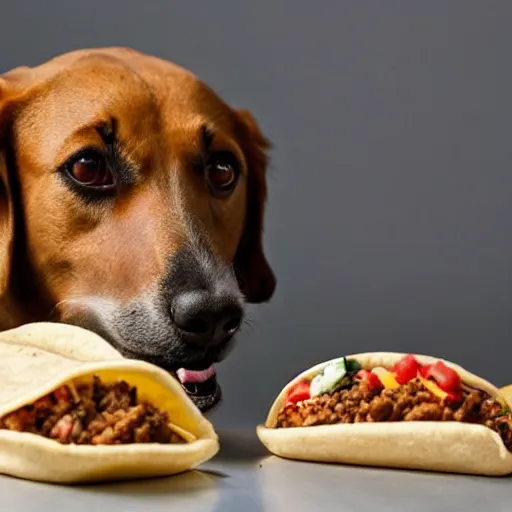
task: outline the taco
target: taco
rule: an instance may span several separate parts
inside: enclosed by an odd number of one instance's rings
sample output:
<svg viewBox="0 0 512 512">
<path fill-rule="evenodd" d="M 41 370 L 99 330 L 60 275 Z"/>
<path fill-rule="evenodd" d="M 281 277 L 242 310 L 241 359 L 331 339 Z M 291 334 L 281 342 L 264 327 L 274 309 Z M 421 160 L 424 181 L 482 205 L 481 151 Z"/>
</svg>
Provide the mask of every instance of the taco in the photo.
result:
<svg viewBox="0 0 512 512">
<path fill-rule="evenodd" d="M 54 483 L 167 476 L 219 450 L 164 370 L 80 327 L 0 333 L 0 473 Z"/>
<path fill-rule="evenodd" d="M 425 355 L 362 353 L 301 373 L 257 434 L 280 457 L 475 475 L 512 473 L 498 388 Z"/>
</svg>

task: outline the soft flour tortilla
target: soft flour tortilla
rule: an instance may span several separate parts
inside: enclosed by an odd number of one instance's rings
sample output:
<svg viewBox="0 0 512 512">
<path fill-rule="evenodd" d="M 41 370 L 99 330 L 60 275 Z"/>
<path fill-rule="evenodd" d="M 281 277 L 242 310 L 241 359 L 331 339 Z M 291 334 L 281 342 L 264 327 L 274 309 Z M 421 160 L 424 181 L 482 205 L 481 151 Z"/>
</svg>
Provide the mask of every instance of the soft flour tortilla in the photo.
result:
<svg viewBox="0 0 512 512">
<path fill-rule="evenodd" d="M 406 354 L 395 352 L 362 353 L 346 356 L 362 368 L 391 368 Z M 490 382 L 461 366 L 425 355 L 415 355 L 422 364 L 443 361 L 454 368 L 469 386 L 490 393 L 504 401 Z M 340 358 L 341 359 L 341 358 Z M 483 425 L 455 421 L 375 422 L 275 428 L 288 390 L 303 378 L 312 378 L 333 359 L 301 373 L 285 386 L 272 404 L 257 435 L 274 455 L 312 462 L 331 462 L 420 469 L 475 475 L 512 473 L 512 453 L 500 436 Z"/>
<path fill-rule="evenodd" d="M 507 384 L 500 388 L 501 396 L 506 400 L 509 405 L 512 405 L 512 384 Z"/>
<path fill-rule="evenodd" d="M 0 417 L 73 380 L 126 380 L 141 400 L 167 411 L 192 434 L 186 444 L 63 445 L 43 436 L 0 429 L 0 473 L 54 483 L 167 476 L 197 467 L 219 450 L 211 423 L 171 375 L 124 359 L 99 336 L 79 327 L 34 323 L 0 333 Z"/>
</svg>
+--
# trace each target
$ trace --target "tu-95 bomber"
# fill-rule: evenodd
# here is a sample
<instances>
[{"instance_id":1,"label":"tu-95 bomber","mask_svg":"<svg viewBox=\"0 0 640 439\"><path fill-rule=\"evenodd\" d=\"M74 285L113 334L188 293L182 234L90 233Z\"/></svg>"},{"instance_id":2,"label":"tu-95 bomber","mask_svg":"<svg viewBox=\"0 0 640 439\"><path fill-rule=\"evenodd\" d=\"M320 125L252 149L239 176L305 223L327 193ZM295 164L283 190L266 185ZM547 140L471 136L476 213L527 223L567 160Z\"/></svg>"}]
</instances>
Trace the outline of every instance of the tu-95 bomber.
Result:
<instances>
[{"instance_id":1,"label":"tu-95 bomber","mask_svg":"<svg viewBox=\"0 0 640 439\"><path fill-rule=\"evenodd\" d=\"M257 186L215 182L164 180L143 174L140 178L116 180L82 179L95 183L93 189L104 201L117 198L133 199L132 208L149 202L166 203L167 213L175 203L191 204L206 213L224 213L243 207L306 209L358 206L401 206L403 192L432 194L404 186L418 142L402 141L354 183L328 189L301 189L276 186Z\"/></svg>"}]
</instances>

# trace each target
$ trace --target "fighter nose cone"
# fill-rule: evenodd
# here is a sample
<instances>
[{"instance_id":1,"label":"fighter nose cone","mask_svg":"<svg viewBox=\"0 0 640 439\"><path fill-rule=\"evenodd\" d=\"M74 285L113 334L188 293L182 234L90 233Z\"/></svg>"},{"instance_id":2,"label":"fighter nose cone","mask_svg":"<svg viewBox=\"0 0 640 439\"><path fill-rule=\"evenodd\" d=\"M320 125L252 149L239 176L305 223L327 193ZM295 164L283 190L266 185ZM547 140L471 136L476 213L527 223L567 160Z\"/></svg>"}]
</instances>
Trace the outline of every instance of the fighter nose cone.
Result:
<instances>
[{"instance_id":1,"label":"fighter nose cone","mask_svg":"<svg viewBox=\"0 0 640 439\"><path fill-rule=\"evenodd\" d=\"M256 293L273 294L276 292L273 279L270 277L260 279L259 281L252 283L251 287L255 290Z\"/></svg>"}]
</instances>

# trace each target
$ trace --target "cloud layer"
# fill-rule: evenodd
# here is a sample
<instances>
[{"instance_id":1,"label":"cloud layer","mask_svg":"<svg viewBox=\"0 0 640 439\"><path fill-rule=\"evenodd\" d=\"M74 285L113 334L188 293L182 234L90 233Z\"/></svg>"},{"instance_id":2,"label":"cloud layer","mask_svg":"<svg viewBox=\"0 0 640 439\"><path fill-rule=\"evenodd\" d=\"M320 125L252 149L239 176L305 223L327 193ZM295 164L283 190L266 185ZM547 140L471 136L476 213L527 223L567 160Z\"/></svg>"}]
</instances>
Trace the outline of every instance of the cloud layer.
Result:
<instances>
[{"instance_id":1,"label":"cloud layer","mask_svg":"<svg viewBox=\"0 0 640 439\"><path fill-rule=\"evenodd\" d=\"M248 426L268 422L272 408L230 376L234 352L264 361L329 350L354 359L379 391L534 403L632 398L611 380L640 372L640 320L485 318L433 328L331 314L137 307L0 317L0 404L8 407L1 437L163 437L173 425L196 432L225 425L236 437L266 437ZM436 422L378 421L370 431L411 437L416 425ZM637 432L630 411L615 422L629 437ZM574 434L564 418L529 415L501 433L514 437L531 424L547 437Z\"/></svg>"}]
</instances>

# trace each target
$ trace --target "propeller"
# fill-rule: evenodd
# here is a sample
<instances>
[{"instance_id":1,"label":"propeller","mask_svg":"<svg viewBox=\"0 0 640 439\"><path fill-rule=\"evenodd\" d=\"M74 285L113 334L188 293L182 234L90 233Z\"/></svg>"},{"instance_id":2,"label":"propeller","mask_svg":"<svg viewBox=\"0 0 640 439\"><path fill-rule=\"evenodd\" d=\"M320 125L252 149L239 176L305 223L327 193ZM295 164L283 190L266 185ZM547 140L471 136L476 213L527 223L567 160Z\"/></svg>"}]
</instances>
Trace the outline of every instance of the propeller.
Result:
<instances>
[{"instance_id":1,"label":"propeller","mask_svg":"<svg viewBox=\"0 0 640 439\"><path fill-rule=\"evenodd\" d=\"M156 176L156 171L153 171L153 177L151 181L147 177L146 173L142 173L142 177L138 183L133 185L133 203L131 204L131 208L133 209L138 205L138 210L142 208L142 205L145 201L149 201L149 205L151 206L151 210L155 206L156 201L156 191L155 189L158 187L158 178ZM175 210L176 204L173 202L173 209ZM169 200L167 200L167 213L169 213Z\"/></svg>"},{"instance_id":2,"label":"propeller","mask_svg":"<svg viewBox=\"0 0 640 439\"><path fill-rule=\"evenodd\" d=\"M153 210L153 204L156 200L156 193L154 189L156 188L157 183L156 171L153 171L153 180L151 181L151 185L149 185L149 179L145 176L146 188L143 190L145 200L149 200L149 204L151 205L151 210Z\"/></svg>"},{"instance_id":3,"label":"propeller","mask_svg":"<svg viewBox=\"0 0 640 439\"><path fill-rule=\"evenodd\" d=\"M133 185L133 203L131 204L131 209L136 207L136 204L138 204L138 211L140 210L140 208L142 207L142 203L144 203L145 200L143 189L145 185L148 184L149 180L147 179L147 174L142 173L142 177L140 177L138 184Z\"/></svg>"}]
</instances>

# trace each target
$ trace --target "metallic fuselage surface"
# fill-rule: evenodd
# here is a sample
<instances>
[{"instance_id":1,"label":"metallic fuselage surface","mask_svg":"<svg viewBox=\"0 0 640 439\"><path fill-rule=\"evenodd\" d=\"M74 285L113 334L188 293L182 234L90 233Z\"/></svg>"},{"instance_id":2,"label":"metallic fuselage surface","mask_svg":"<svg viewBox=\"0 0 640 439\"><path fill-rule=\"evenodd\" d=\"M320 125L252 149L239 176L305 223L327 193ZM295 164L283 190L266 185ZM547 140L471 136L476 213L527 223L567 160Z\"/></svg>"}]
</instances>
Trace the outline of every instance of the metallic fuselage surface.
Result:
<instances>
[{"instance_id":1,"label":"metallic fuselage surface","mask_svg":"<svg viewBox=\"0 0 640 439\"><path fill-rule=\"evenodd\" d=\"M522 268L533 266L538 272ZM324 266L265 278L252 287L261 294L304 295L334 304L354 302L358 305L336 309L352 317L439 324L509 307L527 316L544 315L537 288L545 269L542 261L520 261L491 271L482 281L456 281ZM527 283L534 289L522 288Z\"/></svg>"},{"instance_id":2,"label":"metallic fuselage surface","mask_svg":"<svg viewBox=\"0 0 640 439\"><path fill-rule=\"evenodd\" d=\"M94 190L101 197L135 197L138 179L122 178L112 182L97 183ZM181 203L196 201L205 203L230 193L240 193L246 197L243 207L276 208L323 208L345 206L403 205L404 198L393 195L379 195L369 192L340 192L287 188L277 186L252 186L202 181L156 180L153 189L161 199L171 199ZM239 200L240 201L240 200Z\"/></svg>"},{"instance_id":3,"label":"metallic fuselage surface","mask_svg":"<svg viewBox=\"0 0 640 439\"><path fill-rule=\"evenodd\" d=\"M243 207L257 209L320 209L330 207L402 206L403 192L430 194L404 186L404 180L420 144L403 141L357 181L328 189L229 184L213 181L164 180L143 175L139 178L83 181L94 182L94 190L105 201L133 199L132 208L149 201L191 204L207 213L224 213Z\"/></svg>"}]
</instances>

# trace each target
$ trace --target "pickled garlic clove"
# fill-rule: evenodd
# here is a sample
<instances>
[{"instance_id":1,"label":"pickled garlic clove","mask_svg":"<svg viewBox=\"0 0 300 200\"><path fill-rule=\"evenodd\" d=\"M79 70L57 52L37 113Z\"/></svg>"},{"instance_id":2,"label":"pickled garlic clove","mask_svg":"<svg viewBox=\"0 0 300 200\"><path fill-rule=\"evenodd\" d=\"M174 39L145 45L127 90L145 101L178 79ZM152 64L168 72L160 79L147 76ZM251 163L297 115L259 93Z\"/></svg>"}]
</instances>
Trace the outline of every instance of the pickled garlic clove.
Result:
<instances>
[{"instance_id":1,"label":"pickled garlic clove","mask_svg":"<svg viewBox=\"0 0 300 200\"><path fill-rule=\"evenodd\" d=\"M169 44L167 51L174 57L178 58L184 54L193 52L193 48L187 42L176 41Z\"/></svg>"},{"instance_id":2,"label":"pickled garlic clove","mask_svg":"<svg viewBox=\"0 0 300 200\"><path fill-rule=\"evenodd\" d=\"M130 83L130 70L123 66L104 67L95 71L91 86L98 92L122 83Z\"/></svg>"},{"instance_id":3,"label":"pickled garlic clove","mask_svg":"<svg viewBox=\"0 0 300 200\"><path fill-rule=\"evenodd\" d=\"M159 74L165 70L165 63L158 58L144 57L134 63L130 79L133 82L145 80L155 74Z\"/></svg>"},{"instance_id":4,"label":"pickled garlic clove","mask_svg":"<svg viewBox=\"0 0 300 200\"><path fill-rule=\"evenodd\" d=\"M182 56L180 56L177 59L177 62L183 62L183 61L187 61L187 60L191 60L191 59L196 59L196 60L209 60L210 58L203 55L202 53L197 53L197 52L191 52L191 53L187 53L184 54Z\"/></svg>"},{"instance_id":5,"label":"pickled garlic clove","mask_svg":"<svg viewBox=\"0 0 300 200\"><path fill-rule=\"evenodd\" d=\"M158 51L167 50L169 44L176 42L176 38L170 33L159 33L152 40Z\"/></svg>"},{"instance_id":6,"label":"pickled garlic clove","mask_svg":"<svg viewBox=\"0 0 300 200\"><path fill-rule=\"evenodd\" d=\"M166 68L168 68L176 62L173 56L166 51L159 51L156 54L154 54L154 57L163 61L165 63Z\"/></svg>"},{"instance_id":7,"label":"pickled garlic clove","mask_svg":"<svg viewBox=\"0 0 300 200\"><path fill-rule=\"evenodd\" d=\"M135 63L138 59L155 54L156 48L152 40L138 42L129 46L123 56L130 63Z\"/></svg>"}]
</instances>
+--
- **What this task involves**:
Go over the listing above and return each line with "taco".

- **Final answer**:
task: outline the taco
target: taco
Provide the mask of every instance of the taco in the photo.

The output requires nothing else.